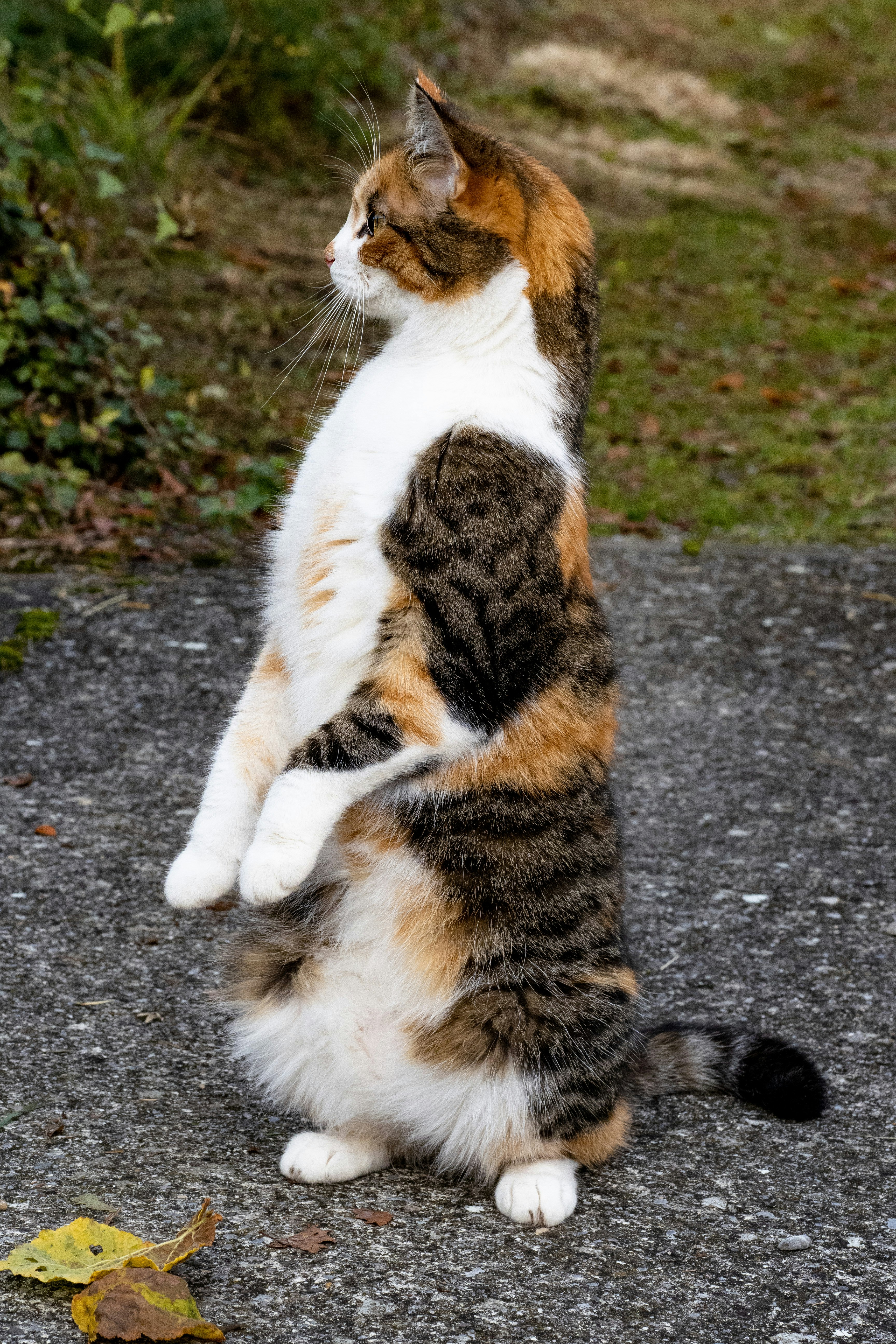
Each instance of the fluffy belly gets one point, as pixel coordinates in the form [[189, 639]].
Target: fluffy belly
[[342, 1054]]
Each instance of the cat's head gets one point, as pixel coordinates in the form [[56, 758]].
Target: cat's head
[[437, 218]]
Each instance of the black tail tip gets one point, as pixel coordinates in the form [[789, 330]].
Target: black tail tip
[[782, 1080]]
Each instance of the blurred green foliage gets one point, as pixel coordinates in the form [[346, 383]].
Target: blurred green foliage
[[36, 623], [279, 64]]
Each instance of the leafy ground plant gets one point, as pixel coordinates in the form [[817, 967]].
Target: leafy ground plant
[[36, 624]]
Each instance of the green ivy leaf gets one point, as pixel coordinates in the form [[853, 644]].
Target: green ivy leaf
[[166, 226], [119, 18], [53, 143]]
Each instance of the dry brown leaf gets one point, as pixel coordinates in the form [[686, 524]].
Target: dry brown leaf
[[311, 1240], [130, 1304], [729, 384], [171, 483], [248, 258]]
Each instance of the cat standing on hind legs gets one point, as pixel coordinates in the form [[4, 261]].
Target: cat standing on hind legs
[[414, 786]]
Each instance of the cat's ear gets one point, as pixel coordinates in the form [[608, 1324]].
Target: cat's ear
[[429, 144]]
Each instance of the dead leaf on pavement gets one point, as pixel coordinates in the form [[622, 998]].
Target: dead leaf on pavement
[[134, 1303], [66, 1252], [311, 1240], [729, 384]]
○ ○ ○ ○
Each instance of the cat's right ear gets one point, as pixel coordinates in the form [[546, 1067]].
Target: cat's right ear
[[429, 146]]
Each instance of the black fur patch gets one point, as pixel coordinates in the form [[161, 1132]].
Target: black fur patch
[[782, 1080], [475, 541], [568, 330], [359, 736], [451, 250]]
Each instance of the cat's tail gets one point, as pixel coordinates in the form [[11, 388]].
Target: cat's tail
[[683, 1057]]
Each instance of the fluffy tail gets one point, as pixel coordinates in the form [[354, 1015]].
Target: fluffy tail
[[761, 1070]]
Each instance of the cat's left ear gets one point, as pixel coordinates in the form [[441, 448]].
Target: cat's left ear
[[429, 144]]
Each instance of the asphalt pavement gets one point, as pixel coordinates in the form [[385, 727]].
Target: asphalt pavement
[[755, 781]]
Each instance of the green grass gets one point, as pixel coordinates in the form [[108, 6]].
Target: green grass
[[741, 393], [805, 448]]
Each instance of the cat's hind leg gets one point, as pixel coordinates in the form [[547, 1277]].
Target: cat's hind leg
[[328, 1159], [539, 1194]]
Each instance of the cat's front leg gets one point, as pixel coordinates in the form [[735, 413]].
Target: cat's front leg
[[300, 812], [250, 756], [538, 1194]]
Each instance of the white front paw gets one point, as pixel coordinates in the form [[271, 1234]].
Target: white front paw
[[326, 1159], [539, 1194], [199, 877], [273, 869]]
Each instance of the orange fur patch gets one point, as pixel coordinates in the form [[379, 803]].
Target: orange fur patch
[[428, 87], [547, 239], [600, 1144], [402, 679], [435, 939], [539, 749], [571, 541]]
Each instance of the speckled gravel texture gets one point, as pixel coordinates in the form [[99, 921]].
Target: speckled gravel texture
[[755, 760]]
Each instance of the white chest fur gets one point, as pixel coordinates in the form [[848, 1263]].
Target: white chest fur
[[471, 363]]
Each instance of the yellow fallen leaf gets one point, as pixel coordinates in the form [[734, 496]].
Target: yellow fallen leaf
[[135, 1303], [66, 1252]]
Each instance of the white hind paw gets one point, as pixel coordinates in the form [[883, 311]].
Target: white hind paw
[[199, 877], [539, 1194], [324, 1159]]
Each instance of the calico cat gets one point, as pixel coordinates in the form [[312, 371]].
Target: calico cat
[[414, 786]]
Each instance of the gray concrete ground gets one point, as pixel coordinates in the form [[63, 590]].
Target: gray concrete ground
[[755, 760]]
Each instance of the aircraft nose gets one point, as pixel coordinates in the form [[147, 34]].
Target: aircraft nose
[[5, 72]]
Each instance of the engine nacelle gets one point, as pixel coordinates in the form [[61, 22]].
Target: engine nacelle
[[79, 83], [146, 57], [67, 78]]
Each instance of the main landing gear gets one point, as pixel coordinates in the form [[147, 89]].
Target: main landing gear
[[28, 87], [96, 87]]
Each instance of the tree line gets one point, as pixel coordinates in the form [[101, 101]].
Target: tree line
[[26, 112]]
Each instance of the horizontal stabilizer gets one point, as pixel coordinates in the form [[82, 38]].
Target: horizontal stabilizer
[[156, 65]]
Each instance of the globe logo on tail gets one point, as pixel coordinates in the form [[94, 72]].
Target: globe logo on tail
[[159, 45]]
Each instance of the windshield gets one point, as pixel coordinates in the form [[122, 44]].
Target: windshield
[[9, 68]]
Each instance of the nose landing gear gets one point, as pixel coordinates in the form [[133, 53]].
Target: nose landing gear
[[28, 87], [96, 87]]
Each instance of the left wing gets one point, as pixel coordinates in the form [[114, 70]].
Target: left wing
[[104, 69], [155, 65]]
○ ○ ○ ○
= Exercise aim =
Return only the lines between the one holding "Target: green grass" and the one holding "Each instance of the aircraft", inclusive, exactly as they appear above.

= Output for this exercise =
Target: green grass
[[741, 393], [805, 448]]
Each instance of the cat's hind leg gets one point, as pixel coordinates in the form [[547, 1277]].
Target: cat's hind leg
[[328, 1159], [539, 1194]]
Each instance of the cat's front leg gets one point, as pixel coordinates in the form [[735, 413]].
Target: cat's front leg
[[300, 812], [250, 756], [538, 1194]]
Each instance of the white front paw gets one point, as pixel coordinates in the form [[271, 1234]].
Target: white front paw
[[326, 1159], [539, 1194], [199, 877], [273, 869]]
Each instance of the orange fur patch gets one point, as pixel coordinates in the form [[379, 803]].
Target: orange fur patch
[[428, 87], [547, 239], [600, 1144], [402, 679], [435, 939], [539, 749], [571, 541]]
Each instance of the speckled gravel texture gets one point, as pixel coordinates in the form [[99, 921]].
Target: speckled gravel texture
[[755, 760]]
Each instance of the white chest fur gets one point, as pixel coordinates in the form [[848, 1263]].
Target: white chest fur
[[471, 363]]
Each instance of the yellow fallen leaf gets one point, as pixel coordinates in the form [[734, 496]].
Target: yellow fallen leaf
[[135, 1303], [66, 1252]]
Each instance of the white hind paw gets one point, as pixel coordinates in the form [[883, 311]].
Target: white hind paw
[[199, 877], [539, 1194], [324, 1159]]
Each instance of the calico cat gets one point, as pixel coordinates in the form [[312, 371]].
Target: calico cat
[[414, 786]]
Each instance of the gray concrete ground gets one point, as pixel coordinates in the form [[63, 590]].
Target: gray concrete ground
[[755, 760]]
Each instance of the aircraft nose gets one point, as pixel coordinates in the form [[147, 34]].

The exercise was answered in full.